• Actions to take:
**a.** In the Florida probate guide, start at the words "I have walked" and stop after "govern each piece.". Rewrite that stretch with "across my desk" changed to "over the phone".
**b.** Carry the Florida probate guide forward from its last sentence.

• Document:
####################

I have walked a lot of personal representatives through this first step, and the same thing is usually true at the start: they are not sure where to begin, who is allowed to act, or how long any of it will take. This guide lays out the process the way I would explain it across my desk, with the actual Florida statutes and rules that govern each piece.

What “opening a probate estate” actually means

Probate is the court-supervised process of settling a deceased person’s affairs. Opening the estate is the administrative front end of that process. You are not finishing anything yet; you are simply getting a judge to recognize that a death occurred, confirm who is in charge, and grant that person legal authority to act on behalf of the estate.

Florida law gives you a few different paths depending on the size and nature of the estate. The two formal options most families encounter are formal administration and summary administration under Chapter 733 and Section 735.201 of the Florida Statutes. There is also a narrow “disposition of personal property without administration” for very small estates with no real property and limited assets. Which door you walk through changes what you file and what authority you get, so it is worth understanding the difference before you draft a single document.

Formal administration

Formal administration is the full process. It is required when the estate has more than $75,000 in non-exempt assets, or when the decedent has been dead for two years or less and the estate does not otherwise qualify for summary administration. This is the only path that produces a true personal representative with Letters of Administration and the broad authority that comes with them. If the estate needs to sell real property, litigate a claim, or deal with a contested will, you almost always want formal administration.

####################

• Extracted information:
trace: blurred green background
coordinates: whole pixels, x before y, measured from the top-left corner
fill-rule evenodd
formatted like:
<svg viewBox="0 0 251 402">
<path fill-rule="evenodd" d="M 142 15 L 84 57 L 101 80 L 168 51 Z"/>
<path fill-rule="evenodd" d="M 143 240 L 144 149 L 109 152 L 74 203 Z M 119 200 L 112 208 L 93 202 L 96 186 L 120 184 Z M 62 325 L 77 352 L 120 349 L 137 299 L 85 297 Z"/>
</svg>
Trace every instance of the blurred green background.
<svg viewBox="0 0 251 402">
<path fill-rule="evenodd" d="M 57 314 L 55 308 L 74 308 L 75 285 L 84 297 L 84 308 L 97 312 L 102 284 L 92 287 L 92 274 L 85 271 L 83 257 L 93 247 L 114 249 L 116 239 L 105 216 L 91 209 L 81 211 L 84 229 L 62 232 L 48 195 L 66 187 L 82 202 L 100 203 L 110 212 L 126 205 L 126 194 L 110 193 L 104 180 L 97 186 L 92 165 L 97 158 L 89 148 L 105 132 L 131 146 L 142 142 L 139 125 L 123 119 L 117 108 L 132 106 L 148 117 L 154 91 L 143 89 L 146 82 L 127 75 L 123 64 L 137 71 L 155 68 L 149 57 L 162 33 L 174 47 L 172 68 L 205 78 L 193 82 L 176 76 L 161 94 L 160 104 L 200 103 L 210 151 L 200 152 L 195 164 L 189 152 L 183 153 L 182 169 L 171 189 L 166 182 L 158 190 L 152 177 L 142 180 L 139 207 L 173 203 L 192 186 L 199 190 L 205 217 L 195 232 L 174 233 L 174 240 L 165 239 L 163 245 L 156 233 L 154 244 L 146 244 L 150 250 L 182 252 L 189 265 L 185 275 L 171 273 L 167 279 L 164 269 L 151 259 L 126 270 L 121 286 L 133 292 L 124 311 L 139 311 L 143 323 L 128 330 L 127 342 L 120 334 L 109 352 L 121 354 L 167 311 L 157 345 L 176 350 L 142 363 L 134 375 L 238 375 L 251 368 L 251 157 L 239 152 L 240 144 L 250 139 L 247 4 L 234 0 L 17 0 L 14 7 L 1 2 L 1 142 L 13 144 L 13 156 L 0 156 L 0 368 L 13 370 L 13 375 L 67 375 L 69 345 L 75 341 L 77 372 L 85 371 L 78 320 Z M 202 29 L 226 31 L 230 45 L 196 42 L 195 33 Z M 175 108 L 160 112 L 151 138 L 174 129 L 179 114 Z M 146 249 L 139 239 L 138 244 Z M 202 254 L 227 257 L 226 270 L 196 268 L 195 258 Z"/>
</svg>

####################

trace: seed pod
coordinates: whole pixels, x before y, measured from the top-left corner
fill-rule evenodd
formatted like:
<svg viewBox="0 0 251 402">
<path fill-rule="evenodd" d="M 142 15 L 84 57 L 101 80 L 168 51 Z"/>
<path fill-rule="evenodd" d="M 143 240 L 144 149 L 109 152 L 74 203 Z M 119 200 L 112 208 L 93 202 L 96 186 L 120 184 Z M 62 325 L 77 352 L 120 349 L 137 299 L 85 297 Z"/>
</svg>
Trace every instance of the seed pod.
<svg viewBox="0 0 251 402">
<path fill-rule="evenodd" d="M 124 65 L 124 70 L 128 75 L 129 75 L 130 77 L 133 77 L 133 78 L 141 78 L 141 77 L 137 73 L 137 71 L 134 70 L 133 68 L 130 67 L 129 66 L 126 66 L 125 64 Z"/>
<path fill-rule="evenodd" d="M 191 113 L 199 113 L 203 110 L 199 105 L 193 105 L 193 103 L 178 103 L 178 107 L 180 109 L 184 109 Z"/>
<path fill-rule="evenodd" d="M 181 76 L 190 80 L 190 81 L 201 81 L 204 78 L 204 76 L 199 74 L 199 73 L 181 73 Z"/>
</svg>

####################

• Final answers:
**a.**
I have walked a lot of personal representatives through this first step, and the same thing is usually true at the start: they are not sure where to begin, who is allowed to act, or how long any of it will take. This guide lays out the process the way I would explain it over the phone, with the actual Florida statutes and rules that govern each piece.

**b.**
Summary administration

Summary administration is the shortcut. Under Section 735.201, it is available when either the value of the entire estate subject to administration (excluding exempt property such as the homestead) is $75,000 or less, or when the decedent has been dead for more than two years. There is no personal representative appointed in a summary proceeding; instead, the court enters an order distributing assets directly to the people entitled to them. It is faster and cheaper, but it offers less protection and is a poor fit when creditors or family conflict are in the picture.

Confirm you are eligible to serve as personal representative

Before you file anything, make sure the person you intend to nominate can legally serve. Florida is stricter than many states here. Under Sections 733.302 through 733.304, a personal representative must be at least 18, mentally and physically capable, and must not have been convicted of a felony. A non-resident of Florida can serve only if they are closely related to the decedent — a spouse, child, parent, sibling, or other defined close relative (or the spouse of such a relative). A friend or distant relative who lives out of state generally cannot serve.

If the decedent left a will, the person named as executor (Florida calls them the “personal representative”) has first priority, assuming they qualify. If there is no will, Section 733.301 sets the order of preference: the surviving spouse first, then the person selected by a majority of the heirs, then the heir nearest in degree of kinship.

Gather the documents you need to open the estate

Walking into the process organized saves weeks. Before filing, pull together the following:

  • The original signed will and any codicils. Under Section 732.901, the custodian of a will must deposit the original with the clerk of court within 10 days of learning of the death. This is a legal duty, not a courtesy.
  • A certified death certificate (order several copies — banks and the IRS will each want one).
  • The decedent’s full legal name, last address, date of death, and Social Security number.
  • A preliminary list of assets (bank accounts, real property, brokerage accounts, vehicles, business interests) with rough values, plus how each is titled.
  • Names and addresses of the beneficiaries and heirs, and of the surviving spouse.
  • A list of known creditors and outstanding debts.

You do not need every number to be perfect on day one. You do need enough to choose the right administration type and to complete the petition honestly.

Where and how to file the petition

The estate is opened in the circuit court of the county where the decedent was domiciled at death. For South Florida families, that usually means the probate division of the circuit court in Miami-Dade, Broward, or Palm Beach County. Venue matters — filing in the wrong county can cause delays and transfers.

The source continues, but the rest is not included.